• **The task**: Can you reproduce the hybrid working text between "This model could" and "save on rent.", inclusive, swapping "rent" for "office leases"?

• **Text shown**:
——
Hybrid working means a combination of WFH and working from the office. This past year has led to all sorts of challenges for employers as well as employees. Initially employers scrambled to make arrangements for the work from home model – many employees didn’t have personal laptop devices, broadband access at homes or the privacy to be able to attend a three hour zoom meeting (which could have just been an email) from their homes. Now, while employers have adjusted to the arrangements, many employees are keen to get back to the office. Only that much one can tolerate a three year old attending zoom school, a nagging husband and that damn dog they thought was just the best idea during the lockdown months.
To be fair, the conversation on the importance of an office was already coming to bear even in the pre-covid days. With the rise of gig workers, companies did not need large offices, consultants worked from wherever (WFW, we suppose it was called) they were. Co-working spaces, hotdesking and cafes became the work environment. All one really needed was a laptop, wifi, and a pair of headphones to drown out the noise.
Now after the covid pandemic drags on, most offices are looking at a hybrid working model. Have employees come in on separate days and only a few days a week, to stop the spread. A study by Accenture shows that about 83% of employees would prefer a hybrid working model. But what does that mean for productivity? Let’s look at some pros and cons.
Fair for all
This model largely feels like it could be fair for all. Employees get the best of both worlds, while employers still feel like they have some control over their employees, well at least three times a week.
A recent survey of 12,000 people in the US, Germany and India showed that workers who felt less socially connected to their colleagues during the pandemic were less productive on collaborative tasks, compared to before the pandemic. The hybrid model would allow teams to come in on the days that other colleagues on the project also do, creating an environment for increased creativity and productivity.
This model could prove useful to be more inclusive in bringing all types of talent into the workspace. For example, the mother of twins who is an MBA but had to quit her job to take care of the bratty kids. She now can put her talents to use while ensuring that one of the twins doesn’t knock over that expensive Sworovski crystal vase. Who knows, that new colleague could also be a transgender employee that never got the opportunity before.
Saving on rent
Fewer people in the office means companies can now downsize the space they need and thus save on rent.
Gaps in leadership
The hybrid model could create gaps in leadership. Those in management positions have to deal with employees in the office and those at home. This could prove tiresome and lead to HR concerns where employees get their days mixed up, or request leave clubbed with their WFH days.
The cost to ensure home networks of all employees and office networks are secure could lead to a much higher cost for companies. Making these investments in just the office could save on costs of providing personal devices as well.
HR costs will increase since ensuring the attendance and timetables of all employees could be a daunting task.
Promotions and recognition
It is hard to assess performance for promotions and recognition. Employees who come into the office more are most likely to be seen as more hardworking than those working from home, who may seem distracted and distant to the manager who makes these decisions.
Inconsistency in communication
It is hard to determine which employees have been included in the meeting and who have missed out. These gaps in communication could mean that there is gaps in work being done, thus reducing overall productivity.
Employees working on remote days have a tough time disconnecting from work. The work day and the rest of the day often merge into one, leaving less time for family, that latest Netflix show or that G&T you have been craving all day. This could lead to higher burnout. Another HR nightmare.
It may seem like there are more cons than pros, but the fullness of this model is yet to be assessed in time. It is hard to say right now if this model is here to stay or will change once more people get vaccinated and covid starts to take a downturn. One thing is for certain, employees will winge and moan no matter which method you choose to set in your office.
——
Items listed in a dataset:
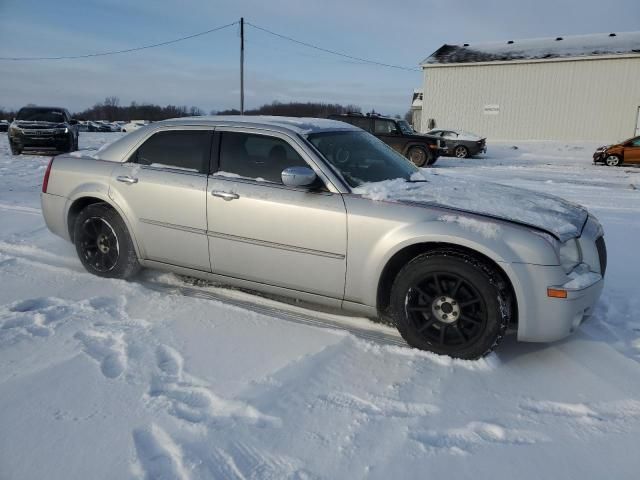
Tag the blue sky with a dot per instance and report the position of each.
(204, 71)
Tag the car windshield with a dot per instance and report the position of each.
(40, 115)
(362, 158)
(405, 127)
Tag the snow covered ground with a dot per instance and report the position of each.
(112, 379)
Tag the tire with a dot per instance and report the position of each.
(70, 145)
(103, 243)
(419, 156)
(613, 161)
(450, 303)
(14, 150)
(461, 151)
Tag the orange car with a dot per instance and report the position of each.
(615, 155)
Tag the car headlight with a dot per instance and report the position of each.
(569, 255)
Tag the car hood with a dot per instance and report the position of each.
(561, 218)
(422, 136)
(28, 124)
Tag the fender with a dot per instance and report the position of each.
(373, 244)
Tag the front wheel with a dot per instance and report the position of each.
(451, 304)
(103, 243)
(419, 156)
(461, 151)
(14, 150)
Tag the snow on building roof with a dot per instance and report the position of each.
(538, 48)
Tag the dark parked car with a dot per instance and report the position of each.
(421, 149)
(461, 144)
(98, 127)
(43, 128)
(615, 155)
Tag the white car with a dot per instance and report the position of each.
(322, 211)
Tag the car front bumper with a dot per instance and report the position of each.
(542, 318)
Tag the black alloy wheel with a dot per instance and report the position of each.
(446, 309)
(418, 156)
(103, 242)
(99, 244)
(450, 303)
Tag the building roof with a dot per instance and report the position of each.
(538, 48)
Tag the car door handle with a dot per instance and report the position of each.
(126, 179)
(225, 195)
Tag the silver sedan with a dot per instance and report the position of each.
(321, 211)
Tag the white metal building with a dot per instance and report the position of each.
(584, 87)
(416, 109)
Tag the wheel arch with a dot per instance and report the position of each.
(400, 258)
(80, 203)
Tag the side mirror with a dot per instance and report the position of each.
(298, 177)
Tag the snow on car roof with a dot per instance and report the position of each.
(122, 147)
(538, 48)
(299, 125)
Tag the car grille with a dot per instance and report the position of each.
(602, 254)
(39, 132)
——
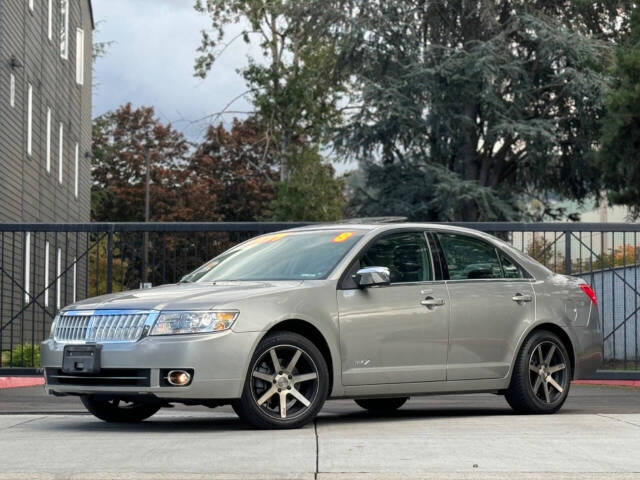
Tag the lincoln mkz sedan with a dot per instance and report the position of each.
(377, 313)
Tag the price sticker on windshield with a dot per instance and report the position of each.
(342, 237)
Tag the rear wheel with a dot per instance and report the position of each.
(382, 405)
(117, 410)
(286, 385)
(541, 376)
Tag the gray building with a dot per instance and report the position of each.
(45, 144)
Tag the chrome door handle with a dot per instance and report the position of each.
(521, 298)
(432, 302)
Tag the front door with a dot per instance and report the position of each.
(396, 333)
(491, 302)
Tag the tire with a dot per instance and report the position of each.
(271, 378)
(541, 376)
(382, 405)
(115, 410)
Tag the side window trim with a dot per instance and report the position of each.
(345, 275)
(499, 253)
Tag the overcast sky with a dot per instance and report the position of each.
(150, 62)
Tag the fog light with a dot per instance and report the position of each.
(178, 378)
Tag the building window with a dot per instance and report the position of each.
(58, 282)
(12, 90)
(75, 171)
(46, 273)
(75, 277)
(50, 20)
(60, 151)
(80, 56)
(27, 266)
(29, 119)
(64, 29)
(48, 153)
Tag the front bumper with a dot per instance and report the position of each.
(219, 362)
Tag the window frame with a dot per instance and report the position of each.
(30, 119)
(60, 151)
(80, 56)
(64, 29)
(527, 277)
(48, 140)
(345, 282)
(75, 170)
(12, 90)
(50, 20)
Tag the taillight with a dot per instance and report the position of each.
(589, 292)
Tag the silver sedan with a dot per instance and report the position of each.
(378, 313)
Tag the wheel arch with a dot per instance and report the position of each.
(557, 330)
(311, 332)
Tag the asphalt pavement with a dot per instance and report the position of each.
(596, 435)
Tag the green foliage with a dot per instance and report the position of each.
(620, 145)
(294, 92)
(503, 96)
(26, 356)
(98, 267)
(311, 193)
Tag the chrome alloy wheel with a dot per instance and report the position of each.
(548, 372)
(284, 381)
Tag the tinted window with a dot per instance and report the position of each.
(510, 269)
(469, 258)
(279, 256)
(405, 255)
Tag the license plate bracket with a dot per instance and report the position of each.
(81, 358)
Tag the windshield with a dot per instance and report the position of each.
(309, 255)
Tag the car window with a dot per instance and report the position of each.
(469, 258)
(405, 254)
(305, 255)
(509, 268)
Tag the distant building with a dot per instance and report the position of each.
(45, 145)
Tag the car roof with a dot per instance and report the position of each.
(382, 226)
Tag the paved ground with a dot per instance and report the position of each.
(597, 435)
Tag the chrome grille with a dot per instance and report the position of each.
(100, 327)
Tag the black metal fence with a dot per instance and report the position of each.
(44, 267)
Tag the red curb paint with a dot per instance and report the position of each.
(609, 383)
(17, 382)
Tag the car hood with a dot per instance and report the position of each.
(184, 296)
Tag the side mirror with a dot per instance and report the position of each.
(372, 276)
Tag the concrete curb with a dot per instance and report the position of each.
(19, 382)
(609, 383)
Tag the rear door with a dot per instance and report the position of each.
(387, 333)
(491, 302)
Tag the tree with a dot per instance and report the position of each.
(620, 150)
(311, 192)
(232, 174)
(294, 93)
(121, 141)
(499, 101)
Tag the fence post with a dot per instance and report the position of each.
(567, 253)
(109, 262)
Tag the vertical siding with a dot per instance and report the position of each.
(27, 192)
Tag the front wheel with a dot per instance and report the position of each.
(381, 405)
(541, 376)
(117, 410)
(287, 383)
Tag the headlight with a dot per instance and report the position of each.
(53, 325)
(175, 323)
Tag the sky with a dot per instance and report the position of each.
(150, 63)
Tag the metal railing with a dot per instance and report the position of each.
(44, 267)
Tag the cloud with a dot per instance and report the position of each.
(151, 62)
——
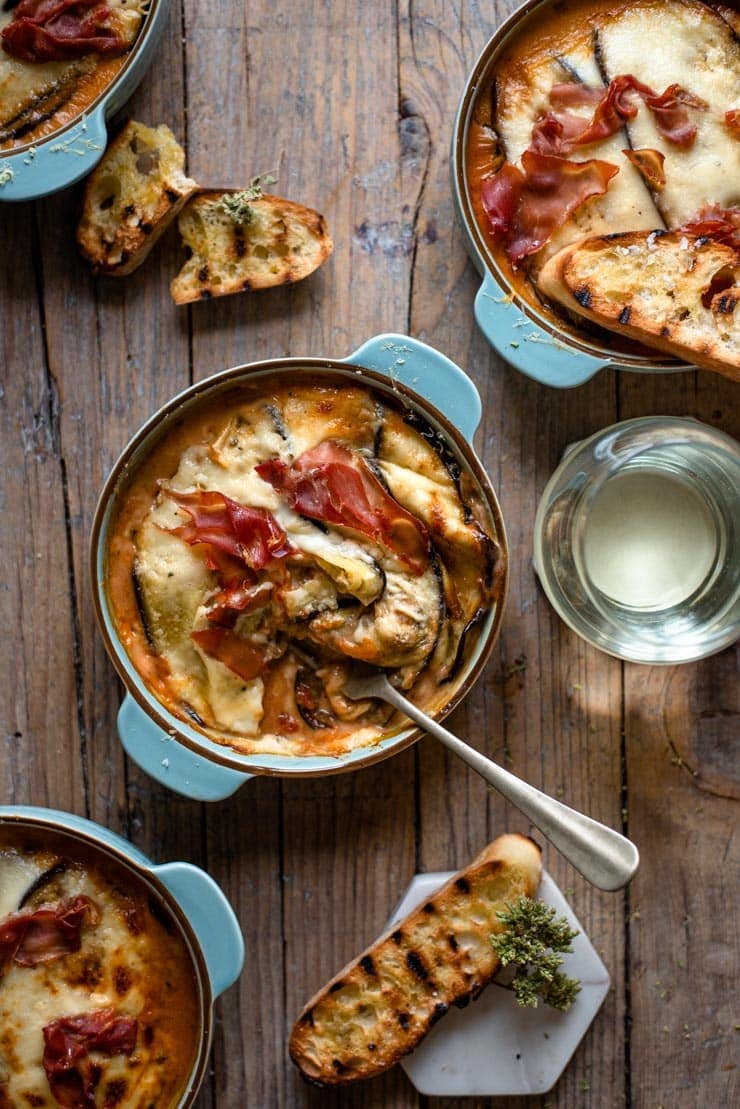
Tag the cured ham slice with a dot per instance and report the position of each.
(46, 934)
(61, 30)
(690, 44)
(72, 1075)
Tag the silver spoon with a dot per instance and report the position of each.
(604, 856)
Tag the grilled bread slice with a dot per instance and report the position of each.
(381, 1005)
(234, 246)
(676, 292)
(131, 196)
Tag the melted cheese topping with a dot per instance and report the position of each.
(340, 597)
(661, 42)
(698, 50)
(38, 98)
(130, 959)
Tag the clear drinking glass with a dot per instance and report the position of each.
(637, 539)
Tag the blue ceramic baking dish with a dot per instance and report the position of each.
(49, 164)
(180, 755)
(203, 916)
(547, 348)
——
• **Response to the exercise**:
This model could prove useful to be more inclusive in bringing all types of talent into the workspace. For example, the mother of twins who is an MBA but had to quit her job to take care of the bratty kids. She now can put her talents to use while ensuring that one of the twins doesn’t knock over that expensive Sworovski crystal vase. Who knows, that new colleague could also be a transgender employee that never got the opportunity before.
Saving on office leases
Fewer people in the office means companies can now downsize the space they need and thus save on office leases.